* Task statement:
Copy word for word the part of the text on the Western Innovation Fund awards that begins at the words "Reliable monitoring of" and stops after "the manufacture process.".

* Text provided:
Five Western projects are one step closer to moving their work toward commercialization with awards from the Western Innovation Fund (WIF).
The awards, launched in 2004 and distributed annually by the Office of the Vice-President (Research), provide incentive for researchers to explore commercial opportunities outside the lab. Applicants can only receive one grant per type of project or technology. Projects are expected to be of short duration (6-12 months). Up to $50,000 in funding is available and is repayable only if there is a positive commercial outcome.
Approximately $200,000 in funding will be shared by the following winning projects:
Jin Jiang
Electrical & Computer Engineering
Faculty of Engineering
Jiang received $25,000 for the project, A wireless backup and validation system for monitoring critical variables at industrial facilities.
Reliable monitoring of key variables in safety critical systems is very important in ensuring safety and dependability. Traditionally, measurements of these variables are transmitted over cables and wires from the field sensors to the control centres. Unfortunately, these systems are subject to damages as a result of fire, flood or even sabotage. An invisible wireless backup system can provide additional assurance and increased availability of the entire monitoring system.
In this WIF project, the team will work with an industrial partner to develop a wireless backup and validation system for monitoring critical variables for industrial facilities. The prototype system will be field tested to gain feedbacks for improvement of the design and the manufacture process.
Jayshri Sabarinathan
Electrical & Computer Engineering
Faculty of Engineering
Sabarinathan received $25,000 for the project, Novel optical micro-pressure sensors based on photonic crystal waveguides.
Micro-pressure sensors with higher accuracy and smaller size are increasingly in demand for applications ranging from environmental to bio-medical sectors. In particular, optical fibre-based micro-sensors have advantages including high precision, safety in explosive media, electrical passivity, immunity to electromagnetic interference and good dynamic range of operation. The perfect optical micro-pressure sensor, based on photonic crystal waveguides developed here at Western, has a very small footprint area, compatibility with well-established silicon technology with potential for multiple device integration on the same chip – not available in the market today.
The main commercial application is the ability to measure pressure locally in a very small region such as lab-on-chip devices, very low gas flow conditions, bacterial forces and pressure catheters in small blood vessels. Funding will build a prototype of the sensor.
Kamran Siddiqui
Mechanical & Materials Engineering
Faculty of Engineering
Siddiqui received $48,850 for the project, Smart and cost-effective dual-axis solar tracking and load bearing system.
This innovative system provides a smart and cost-effective solution to a variety of solar energy devices including photovoltaic and concentrated solar thermal collectors. The system tracks the sun in real-time in a fully automated mode and adjusts itself under variable weather conditions.

* Entries supplied:
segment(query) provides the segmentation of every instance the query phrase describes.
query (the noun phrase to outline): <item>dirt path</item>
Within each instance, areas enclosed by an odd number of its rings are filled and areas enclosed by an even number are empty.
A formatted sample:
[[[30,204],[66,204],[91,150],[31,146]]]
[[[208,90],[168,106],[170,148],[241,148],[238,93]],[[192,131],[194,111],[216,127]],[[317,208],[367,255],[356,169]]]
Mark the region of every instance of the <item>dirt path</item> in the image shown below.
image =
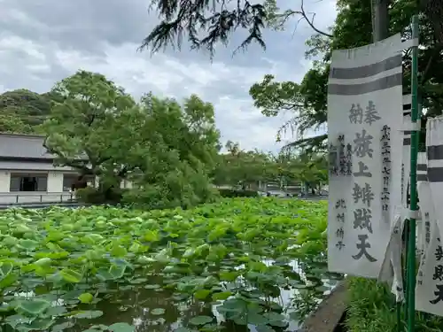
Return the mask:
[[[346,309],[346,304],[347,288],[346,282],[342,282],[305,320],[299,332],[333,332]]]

* Response to the exercise:
Reliable monitoring of key variables in safety critical systems is very important in ensuring safety and dependability. Traditionally, measurements of these variables are transmitted over cables and wires from the field sensors to the control centres. Unfortunately, these systems are subject to damages as a result of fire, flood or even sabotage. An invisible wireless backup system can provide additional assurance and increased availability of the entire monitoring system.
In this WIF project, the team will work with an industrial partner to develop a wireless backup and validation system for monitoring critical variables for industrial facilities. The prototype system will be field tested to gain feedbacks for improvement of the design and the manufacture process.